Um artigo sob a retranca “Ensaios Populares” saía em defesa dos direitos da mulher. Discutia a revisão do código civil, feita sem amplo debate e com participação popular zero, cujo resultado mantinha, por exemplo, a preponderância do homem sobre a mulher nas questões de família. O título: “Por que o marido?”.
À página 5, “A esfinge chamada distensão” era a abertura de uma matéria sobre a conjuntura política, de duas páginas, não assinada. Para o jornal, o MDB, por acreditar na política de distensão, havia ficado perplexo com o fato de o general Geisel haver usado o AI-5 para cassar o mandato do senador Wilson Campos, do partido do governo, acusado de corrupção, o qual o Senado havia recusado cassar. A matéria dizia que o MDB não havia decifrado a esfinge que era a política da distensão, e que ela, agora, o devorava. A distensão era, afinal, a esfinge política que permitia sempre achar que a intenção do governo é a melhor possível, que sempre ele adotou uma opção em vista de outra pior que poderia ter acontecido.

## Dados fornecidos
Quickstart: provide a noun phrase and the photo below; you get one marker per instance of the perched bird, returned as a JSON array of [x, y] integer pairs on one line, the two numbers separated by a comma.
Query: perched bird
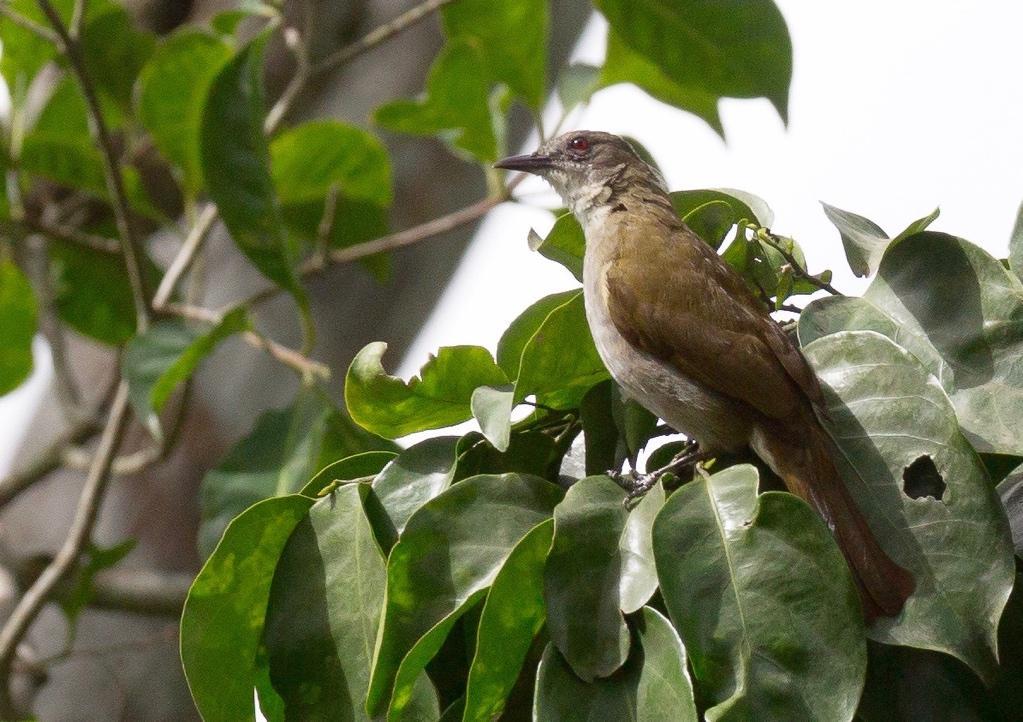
[[680, 331]]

## Como proceder
Reproduza integralmente o texto do exercício, sem alterar nenhuma palavra ou sinal de pontuação.

## Resultado esperado
Um artigo sob a retranca “Ensaios Populares” saía em defesa dos direitos da mulher. Discutia a revisão do código civil, feita sem amplo debate e com participação popular zero, cujo resultado mantinha, por exemplo, a preponderância do homem sobre a mulher nas questões de família. O título: “Por que o marido?”.
À página 5, “A esfinge chamada distensão” era a abertura de uma matéria sobre a conjuntura política, de duas páginas, não assinada. Para o jornal, o MDB, por acreditar na política de distensão, havia ficado perplexo com o fato de o general Geisel haver usado o AI-5 para cassar o mandato do senador Wilson Campos, do partido do governo, acusado de corrupção, o qual o Senado havia recusado cassar. A matéria dizia que o MDB não havia decifrado a esfinge que era a política da distensão, e que ela, agora, o devorava. A distensão era, afinal, a esfinge política que permitia sempre achar que a intenção do governo é a melhor possível, que sempre ele adotou uma opção em vista de outra pior que poderia ter acontecido.